Kutipan Pilihan:
####

MALANGVOICE – Pemerintah Kabupaten (Pemkab) Malang, ditengarai telah menghambat investasi PT Lotte Grosir Indonesia (LGI) yang berniat mengucurkan investasi hingga mencapai Rp 300 milyar.
Lantaran, Pemkab Malang menuding rencana investasi PT LGI tersebut melanggar Peraturan Daerah (Perda) Nomor 3 Tahun 2012 tentang Perlindungan dan Pemberdayaan Pasar Tradisional serta Penataan dan Pengendalian Pusat Perbelanjaan dan Toko Modern.
Dengan mengacu pada Perda tersebut, akhirnya Pemkab Malang tidak menerbitkan izin untuk PT LGI. Padahal, tak sedikit toko grosir hingga swalayan modern di Kabupaten Malang, yang justru menabrak Perda nomer 3.

####

Tugas Anda:
1. Jawab pertanyaan berikut berdasarkan berita tentang investasi PT LGI di Kabupaten Malang.
(a) Berapa nilai investasi yang ingin dikucurkan PT LGI?
(b) Perda nomor berapa dan tahun berapa yang dijadikan alasan oleh Pemkab Malang?
(c) Apa yang akhirnya tidak diterbitkan Pemkab Malang untuk PT LGI?
2. Ringkas berita tentang investasi PT LGI di Kabupaten Malang dalam dua kalimat.
3. Lanjutkan berita tentang izin investasi PT LGI di Kabupaten Malang mulai setelah kalimat terakhirnya.
Catatan-catatan ini tidak perlu dipakai.

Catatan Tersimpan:
####

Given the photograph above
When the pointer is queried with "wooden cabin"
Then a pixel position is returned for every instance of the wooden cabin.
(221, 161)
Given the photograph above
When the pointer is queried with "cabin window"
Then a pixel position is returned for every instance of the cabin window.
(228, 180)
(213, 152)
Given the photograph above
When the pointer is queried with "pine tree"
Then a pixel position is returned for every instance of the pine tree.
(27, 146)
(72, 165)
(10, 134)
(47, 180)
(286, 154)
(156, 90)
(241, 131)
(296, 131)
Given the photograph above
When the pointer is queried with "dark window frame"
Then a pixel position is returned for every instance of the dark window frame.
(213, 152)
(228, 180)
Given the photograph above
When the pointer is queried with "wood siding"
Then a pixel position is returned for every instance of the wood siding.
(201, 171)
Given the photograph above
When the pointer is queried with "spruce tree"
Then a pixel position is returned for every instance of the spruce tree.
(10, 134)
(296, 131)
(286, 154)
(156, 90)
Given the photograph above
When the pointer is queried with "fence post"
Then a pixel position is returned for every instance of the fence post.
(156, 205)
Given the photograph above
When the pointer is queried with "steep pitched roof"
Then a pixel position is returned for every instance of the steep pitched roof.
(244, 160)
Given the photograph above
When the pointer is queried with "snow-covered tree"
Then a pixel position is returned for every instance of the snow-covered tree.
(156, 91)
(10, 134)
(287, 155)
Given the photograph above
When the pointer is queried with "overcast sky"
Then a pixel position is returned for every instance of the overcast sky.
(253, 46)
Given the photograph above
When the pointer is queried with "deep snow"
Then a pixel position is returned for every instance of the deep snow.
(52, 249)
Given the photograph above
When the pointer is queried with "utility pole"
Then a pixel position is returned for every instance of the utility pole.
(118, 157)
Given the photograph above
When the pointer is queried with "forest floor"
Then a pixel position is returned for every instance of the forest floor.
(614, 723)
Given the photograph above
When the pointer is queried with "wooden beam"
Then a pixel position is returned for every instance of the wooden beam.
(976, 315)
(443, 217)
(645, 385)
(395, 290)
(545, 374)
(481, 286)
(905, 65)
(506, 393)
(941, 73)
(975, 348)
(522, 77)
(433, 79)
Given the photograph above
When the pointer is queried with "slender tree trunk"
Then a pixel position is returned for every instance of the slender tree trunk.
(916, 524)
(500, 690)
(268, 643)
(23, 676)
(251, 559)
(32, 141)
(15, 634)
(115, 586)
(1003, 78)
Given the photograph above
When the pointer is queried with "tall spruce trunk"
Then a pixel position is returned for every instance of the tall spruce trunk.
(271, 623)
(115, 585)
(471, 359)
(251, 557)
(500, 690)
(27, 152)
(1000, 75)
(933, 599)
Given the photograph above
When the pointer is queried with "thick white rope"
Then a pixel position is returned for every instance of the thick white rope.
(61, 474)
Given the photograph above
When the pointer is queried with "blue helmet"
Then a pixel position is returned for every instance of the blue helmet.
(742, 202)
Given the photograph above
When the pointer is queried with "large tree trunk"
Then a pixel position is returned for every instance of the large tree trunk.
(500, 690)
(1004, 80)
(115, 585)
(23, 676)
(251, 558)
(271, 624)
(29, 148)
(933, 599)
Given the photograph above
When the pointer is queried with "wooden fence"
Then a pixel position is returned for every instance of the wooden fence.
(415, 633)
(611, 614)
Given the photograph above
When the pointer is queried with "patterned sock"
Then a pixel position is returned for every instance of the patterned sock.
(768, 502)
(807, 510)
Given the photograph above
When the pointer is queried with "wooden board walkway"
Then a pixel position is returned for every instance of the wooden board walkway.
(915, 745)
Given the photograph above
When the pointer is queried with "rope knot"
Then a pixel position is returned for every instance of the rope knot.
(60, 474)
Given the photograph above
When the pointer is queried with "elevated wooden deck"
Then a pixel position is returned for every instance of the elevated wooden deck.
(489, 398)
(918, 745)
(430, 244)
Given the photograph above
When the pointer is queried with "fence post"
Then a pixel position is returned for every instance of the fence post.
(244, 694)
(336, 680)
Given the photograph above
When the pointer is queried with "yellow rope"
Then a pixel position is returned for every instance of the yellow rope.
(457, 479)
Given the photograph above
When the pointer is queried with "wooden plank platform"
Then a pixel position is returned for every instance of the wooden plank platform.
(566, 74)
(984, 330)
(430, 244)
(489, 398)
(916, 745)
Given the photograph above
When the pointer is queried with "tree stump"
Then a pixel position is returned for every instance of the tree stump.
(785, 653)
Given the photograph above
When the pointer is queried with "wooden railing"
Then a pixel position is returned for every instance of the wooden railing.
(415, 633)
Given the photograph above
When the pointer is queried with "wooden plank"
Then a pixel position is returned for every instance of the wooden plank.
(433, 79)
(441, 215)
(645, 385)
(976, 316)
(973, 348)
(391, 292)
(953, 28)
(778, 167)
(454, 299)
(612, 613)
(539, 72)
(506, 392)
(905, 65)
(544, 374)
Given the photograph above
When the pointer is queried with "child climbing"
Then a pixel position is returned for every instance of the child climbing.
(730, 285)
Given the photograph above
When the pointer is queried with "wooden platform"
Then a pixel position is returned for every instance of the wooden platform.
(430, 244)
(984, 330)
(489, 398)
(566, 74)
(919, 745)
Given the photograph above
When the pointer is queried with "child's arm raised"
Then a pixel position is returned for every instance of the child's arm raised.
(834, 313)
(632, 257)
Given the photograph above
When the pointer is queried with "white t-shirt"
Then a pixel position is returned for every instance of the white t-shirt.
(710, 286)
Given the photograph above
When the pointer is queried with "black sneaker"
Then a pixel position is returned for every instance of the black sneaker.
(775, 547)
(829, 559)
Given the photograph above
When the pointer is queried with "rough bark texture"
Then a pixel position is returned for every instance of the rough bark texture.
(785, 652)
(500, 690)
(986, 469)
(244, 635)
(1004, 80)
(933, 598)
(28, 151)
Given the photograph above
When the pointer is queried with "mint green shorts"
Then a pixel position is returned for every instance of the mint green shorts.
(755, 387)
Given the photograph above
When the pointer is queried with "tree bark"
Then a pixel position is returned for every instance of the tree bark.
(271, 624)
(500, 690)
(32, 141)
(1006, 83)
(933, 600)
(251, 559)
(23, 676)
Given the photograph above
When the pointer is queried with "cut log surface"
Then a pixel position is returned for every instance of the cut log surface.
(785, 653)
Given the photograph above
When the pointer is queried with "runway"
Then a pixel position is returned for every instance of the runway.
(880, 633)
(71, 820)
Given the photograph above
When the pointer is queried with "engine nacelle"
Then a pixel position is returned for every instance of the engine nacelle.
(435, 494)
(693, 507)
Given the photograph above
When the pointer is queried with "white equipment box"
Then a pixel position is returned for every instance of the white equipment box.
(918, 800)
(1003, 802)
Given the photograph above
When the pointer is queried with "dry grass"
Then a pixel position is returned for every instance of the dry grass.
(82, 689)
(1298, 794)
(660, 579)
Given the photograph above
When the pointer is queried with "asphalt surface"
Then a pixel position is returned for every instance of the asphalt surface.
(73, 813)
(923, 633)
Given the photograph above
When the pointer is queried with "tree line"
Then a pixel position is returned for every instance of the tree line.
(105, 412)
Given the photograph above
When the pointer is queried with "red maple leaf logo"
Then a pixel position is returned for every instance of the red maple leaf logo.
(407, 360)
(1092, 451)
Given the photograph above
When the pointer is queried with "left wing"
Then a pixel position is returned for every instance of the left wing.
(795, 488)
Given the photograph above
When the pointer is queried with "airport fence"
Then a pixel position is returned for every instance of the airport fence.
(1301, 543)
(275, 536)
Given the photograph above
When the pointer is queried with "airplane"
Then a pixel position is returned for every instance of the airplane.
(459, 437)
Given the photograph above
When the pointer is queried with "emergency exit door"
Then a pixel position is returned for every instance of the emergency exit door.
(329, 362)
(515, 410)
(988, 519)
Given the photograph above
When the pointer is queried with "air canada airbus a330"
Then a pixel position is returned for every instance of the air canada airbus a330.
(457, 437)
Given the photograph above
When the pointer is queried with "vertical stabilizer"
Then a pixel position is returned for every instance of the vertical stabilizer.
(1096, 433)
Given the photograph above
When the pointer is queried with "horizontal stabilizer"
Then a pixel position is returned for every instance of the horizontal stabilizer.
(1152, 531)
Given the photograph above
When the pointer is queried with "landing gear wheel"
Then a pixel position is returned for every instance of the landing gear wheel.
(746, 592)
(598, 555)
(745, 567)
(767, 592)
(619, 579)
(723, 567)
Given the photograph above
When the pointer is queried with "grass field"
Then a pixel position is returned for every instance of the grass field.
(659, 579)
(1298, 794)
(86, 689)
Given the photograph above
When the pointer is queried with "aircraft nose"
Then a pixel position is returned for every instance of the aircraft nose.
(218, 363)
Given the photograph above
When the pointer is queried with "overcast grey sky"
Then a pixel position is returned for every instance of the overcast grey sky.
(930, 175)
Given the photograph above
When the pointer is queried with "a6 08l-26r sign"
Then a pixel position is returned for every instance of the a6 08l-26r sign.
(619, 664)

####

Jawaban Tiap Tugas:
1.
(a) Hingga Rp 300 milyar.
(b) Perda Nomor 3 Tahun 2012.
(c) Izin.

2. Pemkab Malang ditengarai menghambat rencana investasi PT Lotte Grosir Indonesia senilai hingga Rp 300 milyar karena menuding rencana itu melanggar Perda Nomor 3 Tahun 2012, sehingga izin untuk PT LGI tidak diterbitkan. Padahal, tak sedikit toko grosir hingga swalayan modern di Kabupaten Malang yang justru menabrak Perda tersebut.

3.
Kuasa PT Lotte Grosir Indonesia, Punto Wijoyo mengatakan, sebenarnya pihaknya sudah mengurus izin sesuai prosedur yang berlaku.
“Kami mengurus izin, sejak tahun 2018 lalu, dan telah telah mengantongi Nomor Induk Berusaha (NIB), ynag fungsinya sebagai pengganti semua surat izin usaha terdahulu yang diwajibkan pemerintah untuk dimiliki oleh para pengusaha. Tapi, modal NIB itu tidak cukup bagi Lotte Grosir Indonesia yang berencana berinvestasi di Kabupaten Malang,” ucapnya, saat ditemui awak media, Rabu (27/11).
Akhirnya, lanjut Punto, pihaknya mengikuti semua aturan yang berlaku. Pada September 2018, Lotte Grosir Indonesia mendapat izin pemanfaatan ruang (IPR) dari Dinas Perumahan Kawasan Permukiman dan Cipta Karya (DPKPCK) Kabupaten Malang.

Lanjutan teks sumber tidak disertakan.